> **Task instructions**
According to the ALSCON section, since what year has the plant been largely idle?

> **Selection**
::::

3.2 The Aluminium Smelter Company of Nigeria (ALSCON):
A Tale of Idleness Another monument to state-led industrial failure is the Aluminium Smelter Company of Nigeria (ALSCON) in Oku Iboku, Akwa Ibom State. Established to leverage Nigeria's abundant natural gas reserves, the plant was intended to produce aluminum for local and export markets. However, its operational history has been sporadic at best. The plant has been largely idle since 2013, crippled by disputes over gas supply, ownership battles, and the same mismanagement that plagued Ajaokuta [11]. Despite its installed capacity, ALSCON has historically operated at less than 20% utilization due to a persistent lack of gas supply and other operational bottlenecks [12]. A protracted legal battle over its privatization to the Russian firm UC RUSAL further complicated revival efforts, leaving a strategic national asset to decay. Recent government pledges to reconnect the plant to the national grid and restart operations highlight a familiar cycle of promises without sustained results [13][14]. Like Ajaokuta, ALSCON represents a massive opportunity cost. The capital sunk into the dormant plant could have been used to create an enabling environment for private investors who possess the expertise and market discipline to run such a complex operation efficiently. Instead, it remains a testament to the state's inability to manage commercial enterprises effectively.

::::

> **Information provided**
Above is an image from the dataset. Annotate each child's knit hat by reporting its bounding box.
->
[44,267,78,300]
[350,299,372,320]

::::

> **Result of this task**
2013